Dugaan Pelanggaran Netralitas Kades Randuharjo Dilimpahkan ke Kejaksaan ~ Detak Inspiratif | Berita dan informasi terkini Indonesia
RUNNING STORY :
Loading...

Dugaan Pelanggaran Netralitas Kades Randuharjo Dilimpahkan ke Kejaksaan

-

Baca Juga

Kasi Pidum, Kejari Kabupaten Mojokerto Nala Arjhunto 

Mojokerto, Jawa Timur - Kejaksaan Negeri (Kejari) Kabupaten Mojokerto Jawa Timur, menerima pelimpahan berkas tahap II dugaan kasus pelanggaran netralitas pejabat daerah yang melibatkan Kepala Desa Randuharjo, Kecamatan Pungging, Kabupaten Mojokerto Jawa Timur, Edo Yudha Arista, dari Reskrim Polres Kabupaten Mojokerto pada Rabu (20/11/2024).

Meskipun berkas perkara dinyatakan lengkap oleh Kejari Kabupaten Mojokerto, Edo Yudha Arista, yang telah ditetapkan sebagai tersangka, untuk sementara tidak ditahan. 

Kepala Seksi Tindak Pidana Umum (Kasi Pidum) Kejaksaan Negeri Kabupaten Mojokerto, Nala Arjhunto, S.H.,M.H., menyatakan bahwa berkas pelimpahan beserta sejumlah barang bukti telah diterima. "Barang bukti yang disita berupa handphone yang bersangkutan digunakan mengunggah video di media sosial dan menyebarkannya di grup WhatsApp perangkat desa sehingga bisa tersebar di masyarakat luas," ungkap Nala.

Kades Desa Randuharjo Kecamatan Pungging Kabupaten Mojokerto Edo Yudha Arista. Sedang menjalani Pemeriksaan di Kejaksaan Negeri Mojokerto , Rabu 20 Nopember 2024. (baju kotak kotak)

Kasi Pidum menjelaskan bahwa, proses persidangan akan dilakukan dalam waktu lima hari kerja setelah pelimpahan ini. "Kami diberi waktu lima hari usai menerima pelimpahan dari Polres Mojokerto, selanjutnya perkara ini dilimpahkan ke Pengadilan Negeri Mojokerto," jelasnya.

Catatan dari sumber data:
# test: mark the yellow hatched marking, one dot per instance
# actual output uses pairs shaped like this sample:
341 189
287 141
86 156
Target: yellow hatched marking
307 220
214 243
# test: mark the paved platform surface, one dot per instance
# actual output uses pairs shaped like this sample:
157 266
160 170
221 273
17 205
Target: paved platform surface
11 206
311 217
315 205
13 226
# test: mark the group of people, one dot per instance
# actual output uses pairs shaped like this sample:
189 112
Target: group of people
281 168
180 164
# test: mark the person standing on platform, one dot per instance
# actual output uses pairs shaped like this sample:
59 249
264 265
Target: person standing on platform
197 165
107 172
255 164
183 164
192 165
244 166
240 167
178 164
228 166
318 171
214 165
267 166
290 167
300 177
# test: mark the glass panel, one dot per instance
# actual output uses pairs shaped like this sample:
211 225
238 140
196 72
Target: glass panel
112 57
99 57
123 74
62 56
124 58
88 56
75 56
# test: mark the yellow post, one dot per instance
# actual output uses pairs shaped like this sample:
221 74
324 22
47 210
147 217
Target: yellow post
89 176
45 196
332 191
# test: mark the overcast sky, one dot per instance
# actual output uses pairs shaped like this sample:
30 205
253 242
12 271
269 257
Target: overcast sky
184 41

YANG DIMINTA » Lanjutkan berita tentang pelimpahan kasus netralitas Kades Randuharjo, mulai tepat setelah kalimat terakhirnya. Catatan tersebut sama sekali tidak diperlukan di sini.

JAWABAN TERTULIS »
Pasal dakwaan yang disangkakan kepada tersangka Edo Yudha Arista adalah Pasal 188 UU RI Nomor 1 Tahun 2015 tentang Penetapan Peraturan Pemerintah Pengganti Undang-Undang No. 1 Tahun 2014 tentang Pilkada Gubernur dan Bupati atau Wali Kota menjadi Undang-Undang junto Pasal 71 ayat 1 Undang-Undang No 10 Tahun 2016 atas perubahan kedua Undang-Undang R.I No 1 Tahun 2015 tentang Penetapan Pemerintah Pengganti Undang-Undang No 1 Tahun 2014 tentang Pilkada Gubernur dan Bupati atau Wali Kota menjadi Undang-Undang junto Pasal 64 ayat 1. "Dengan ancaman 6 bulan kurungan penjara dan ditahan menurut KUHP," imbuh Kasi Pidum.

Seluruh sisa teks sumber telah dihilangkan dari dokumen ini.